Position annotation records
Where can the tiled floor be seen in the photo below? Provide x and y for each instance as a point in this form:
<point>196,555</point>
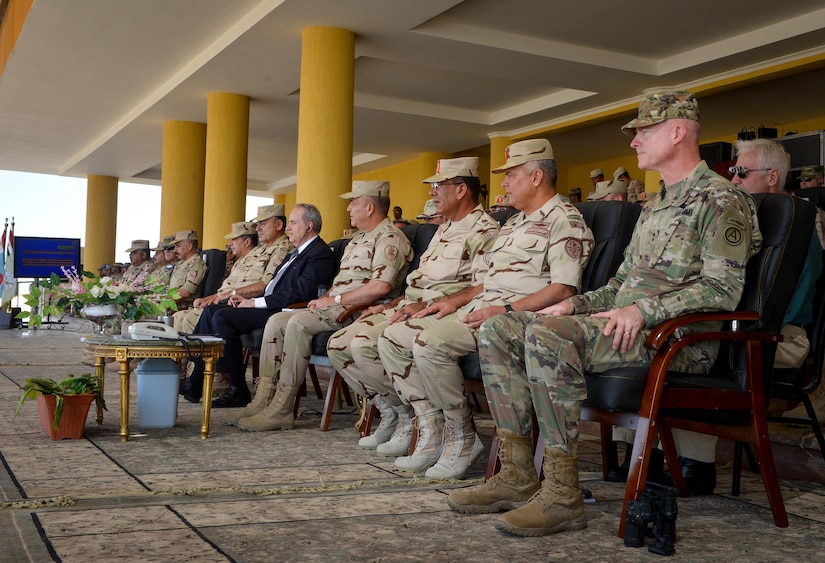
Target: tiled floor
<point>167,495</point>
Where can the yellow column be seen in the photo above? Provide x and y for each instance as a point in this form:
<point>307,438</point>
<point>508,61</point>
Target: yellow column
<point>227,144</point>
<point>101,221</point>
<point>497,146</point>
<point>182,176</point>
<point>325,124</point>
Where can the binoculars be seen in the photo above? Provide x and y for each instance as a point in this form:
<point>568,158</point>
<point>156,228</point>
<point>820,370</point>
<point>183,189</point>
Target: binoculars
<point>652,515</point>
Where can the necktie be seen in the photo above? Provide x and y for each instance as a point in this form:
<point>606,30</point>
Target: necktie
<point>270,287</point>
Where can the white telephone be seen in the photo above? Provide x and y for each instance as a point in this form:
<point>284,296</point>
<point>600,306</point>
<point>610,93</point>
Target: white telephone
<point>152,331</point>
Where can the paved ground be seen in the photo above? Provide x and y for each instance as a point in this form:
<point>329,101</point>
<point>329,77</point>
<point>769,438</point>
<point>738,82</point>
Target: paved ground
<point>167,495</point>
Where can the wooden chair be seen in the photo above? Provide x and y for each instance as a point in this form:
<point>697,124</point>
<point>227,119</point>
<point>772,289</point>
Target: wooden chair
<point>730,401</point>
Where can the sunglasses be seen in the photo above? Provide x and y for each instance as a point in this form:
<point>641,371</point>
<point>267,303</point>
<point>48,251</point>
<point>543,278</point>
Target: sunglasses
<point>741,171</point>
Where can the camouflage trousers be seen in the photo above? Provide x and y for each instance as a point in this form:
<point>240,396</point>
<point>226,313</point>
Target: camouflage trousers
<point>421,357</point>
<point>539,361</point>
<point>353,351</point>
<point>287,342</point>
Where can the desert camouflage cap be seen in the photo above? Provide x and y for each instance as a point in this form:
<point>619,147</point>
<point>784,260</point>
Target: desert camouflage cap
<point>267,211</point>
<point>241,228</point>
<point>449,168</point>
<point>525,151</point>
<point>608,187</point>
<point>811,172</point>
<point>656,107</point>
<point>138,245</point>
<point>374,188</point>
<point>184,235</point>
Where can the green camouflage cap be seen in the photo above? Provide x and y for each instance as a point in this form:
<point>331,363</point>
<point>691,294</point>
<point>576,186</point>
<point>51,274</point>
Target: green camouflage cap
<point>659,106</point>
<point>811,172</point>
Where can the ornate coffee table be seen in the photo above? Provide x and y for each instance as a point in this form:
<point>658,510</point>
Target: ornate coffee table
<point>123,349</point>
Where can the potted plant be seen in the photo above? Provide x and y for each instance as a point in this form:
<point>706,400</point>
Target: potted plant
<point>146,297</point>
<point>63,404</point>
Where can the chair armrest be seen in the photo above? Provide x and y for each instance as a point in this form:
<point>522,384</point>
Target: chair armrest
<point>661,332</point>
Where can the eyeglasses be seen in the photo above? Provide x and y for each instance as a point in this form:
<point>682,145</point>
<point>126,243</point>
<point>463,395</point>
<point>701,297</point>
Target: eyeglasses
<point>741,171</point>
<point>438,185</point>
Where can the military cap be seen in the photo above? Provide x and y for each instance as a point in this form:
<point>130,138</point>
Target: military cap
<point>267,211</point>
<point>184,235</point>
<point>656,107</point>
<point>165,243</point>
<point>811,172</point>
<point>241,228</point>
<point>374,188</point>
<point>449,168</point>
<point>138,245</point>
<point>608,187</point>
<point>525,151</point>
<point>429,210</point>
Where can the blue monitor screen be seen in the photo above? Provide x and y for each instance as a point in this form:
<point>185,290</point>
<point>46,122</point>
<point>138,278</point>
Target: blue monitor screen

* **YOUR TASK**:
Please repeat the entries exactly. Do not include the pictures.

* **ANSWER**:
Where can the tiled floor be seen in the photo below? Provide x and y for each instance as a point in this form:
<point>196,555</point>
Target: tiled floor
<point>167,495</point>
Where can the yellow column be seen in the photo above? Provide x and y for each instance as a point in this form:
<point>307,438</point>
<point>508,61</point>
Target: yellow column
<point>227,144</point>
<point>101,221</point>
<point>497,146</point>
<point>182,176</point>
<point>325,124</point>
Where can the binoculars be seen in the photo above? Provide x and y for each instance as a point in this form:
<point>568,158</point>
<point>156,228</point>
<point>820,370</point>
<point>183,189</point>
Target: binoculars
<point>652,515</point>
Where can the necktie be seen in the photo above? Provide x and y for each instance as a point in this form:
<point>606,30</point>
Target: necktie
<point>270,287</point>
Where can the white telephone be seen in the photo above? Provide x and y for each instance as a point in this form:
<point>284,296</point>
<point>600,306</point>
<point>610,93</point>
Target: white telephone
<point>152,331</point>
Where can the paved ground be seen in the photo above? Provide x and y for each instance as a point in this form:
<point>329,101</point>
<point>329,77</point>
<point>769,438</point>
<point>738,82</point>
Target: paved ground
<point>167,495</point>
Where can the wooden chair be seen in the photo above? Provide x and y for each instance as a point in this form:
<point>697,124</point>
<point>227,119</point>
<point>772,289</point>
Target: wooden chair
<point>730,401</point>
Where can the sunglasses be seen in the photo above? Provide x and y for each instance as a point in this form:
<point>641,371</point>
<point>267,303</point>
<point>48,251</point>
<point>543,278</point>
Target: sunglasses
<point>741,171</point>
Where can the camouflage trousers be seen in the photo above? Provide x and y for each instance as a point in this form:
<point>240,396</point>
<point>226,313</point>
Target: camouflage trousers
<point>421,357</point>
<point>539,361</point>
<point>353,351</point>
<point>287,342</point>
Where can the desert camouflage cap be seen in the photo above? Provide x and y for each instance as a point in this form:
<point>619,147</point>
<point>784,260</point>
Target: desert camouflage cap
<point>267,211</point>
<point>241,228</point>
<point>449,168</point>
<point>525,151</point>
<point>608,187</point>
<point>811,172</point>
<point>656,107</point>
<point>138,245</point>
<point>374,188</point>
<point>184,235</point>
Where can the green camouflage cap be seen in the photo above? Provide x and y for each instance as a point in this form:
<point>331,363</point>
<point>691,294</point>
<point>576,186</point>
<point>51,274</point>
Target: green camouflage cap
<point>659,106</point>
<point>811,172</point>
Where can the ornate coffee table be seen in the photo above? Provide x and y for each instance as a point in this form:
<point>658,510</point>
Target: ornate coffee table
<point>123,349</point>
Where can the potted plant be seen in the photo above? Provide x and y for each instance as a point in this form:
<point>706,400</point>
Target: potted plant
<point>146,297</point>
<point>63,404</point>
Where can the chair armrest be seen in the photo above? Provide x and y for each instance as a point in this form:
<point>522,384</point>
Target: chair armrest
<point>661,332</point>
Where can the eyeglasses be seen in the photo above? Provide x and y for each instance as a point in this form:
<point>682,145</point>
<point>126,243</point>
<point>463,395</point>
<point>701,297</point>
Target: eyeglasses
<point>741,171</point>
<point>438,185</point>
Where can the military cap be seen in the photo above? Provide x and y for each instance as a point in this form:
<point>130,138</point>
Target: military cap
<point>267,211</point>
<point>184,235</point>
<point>656,107</point>
<point>165,243</point>
<point>811,172</point>
<point>241,228</point>
<point>374,188</point>
<point>449,168</point>
<point>138,245</point>
<point>608,187</point>
<point>525,151</point>
<point>429,210</point>
Where can the blue monitor screen be seen in the photo above? Provide x and y for each instance as a point in this form:
<point>185,290</point>
<point>46,122</point>
<point>138,278</point>
Target: blue monitor screen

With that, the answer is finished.